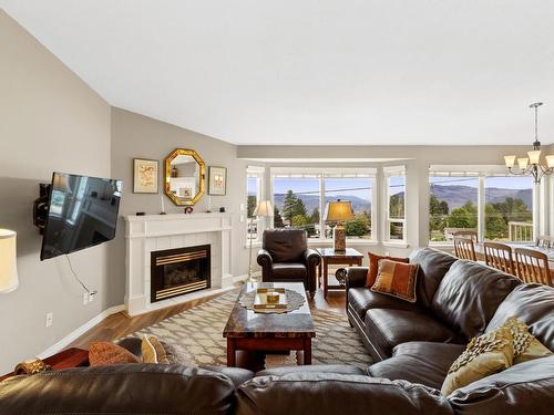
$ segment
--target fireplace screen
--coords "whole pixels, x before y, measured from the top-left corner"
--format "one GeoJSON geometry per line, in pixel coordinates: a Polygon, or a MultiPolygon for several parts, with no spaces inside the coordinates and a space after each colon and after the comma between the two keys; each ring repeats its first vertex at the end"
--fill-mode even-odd
{"type": "Polygon", "coordinates": [[[209,245],[152,252],[151,302],[209,288],[209,245]]]}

• _What is expected_
Please rewrite the data above, changing "top-left corner" to "upper-left corner" and keeping everything else the same. Omit the pictures.

• _Task solution_
$ segment
--target fireplace screen
--coords "whole pixels, x before y, measured from the upper-left corner"
--format "one GeoJSON geometry per line, in pixel coordinates: a Polygon, or a MultiPolygon for several parts, with no spaces inside the coordinates and a space after each colon and after the comma between the two keys; each ring repeats its first vertex at the end"
--fill-mode even-odd
{"type": "Polygon", "coordinates": [[[209,245],[152,252],[151,302],[209,288],[209,245]]]}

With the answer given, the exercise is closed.